**Passage given**.

From f296a5b880a5688656d308300d1015ba0562c1b7 Mon Sep 17 00:00:00 2001
From: Alvaro Herrera <alvherre@alvh.no-ip.org>
Date: Thu, 10 Jun 2021 16:43:43 -0400
Subject: [PATCH 1/2] the code fix

---
 src/backend/replication/slot.c | 234 +++++++++++++++++++++------------
 1 file changed, 147 insertions(+), 87 deletions(-)

diff --git a/src/backend/replication/slot.c b/src/backend/replication/slot.c
index c88b803e5d..c36b16d070 100644
--- a/src/backend/replication/slot.c
+++ b/src/backend/replication/slot.c
@@ -1160,6 +1160,150 @@ ReplicationSlotReserveWal(void)
 	}
 }
 
+/*
+ * Helper for InvalidateObsoleteReplicationSlots -- acquires the given slot
+ * and mark it invalid, if necessary and possible.
+ *
+ * Returns whether ReplicationSlotControlLock was released (and in that case,
+ * we're not holding the lock at return; otherwise we are).
+ *
+ * This is inherently racy, because we want to release the
+ * LWLock for syscalls, so caller must restart if we return true.

**Material supplied**.
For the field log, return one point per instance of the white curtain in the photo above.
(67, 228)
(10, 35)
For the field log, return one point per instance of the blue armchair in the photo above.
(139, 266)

**Work required**. Please return, word for word, the part of the patch that opens with the words containing "diff --git a/src/backend/replication/slot.c" and closes with "necessary and possible.". Answer from the patch text alone.

**Written response**.
diff --git a/src/backend/replication/slot.c b/src/backend/replication/slot.c
index c88b803e5d..c36b16d070 100644
--- a/src/backend/replication/slot.c
+++ b/src/backend/replication/slot.c
@@ -1160,6 +1160,150 @@ ReplicationSlotReserveWal(void)
 	}
 }
 
+/*
+ * Helper for InvalidateObsoleteReplicationSlots -- acquires the given slot
+ * and mark it invalid, if necessary and possible.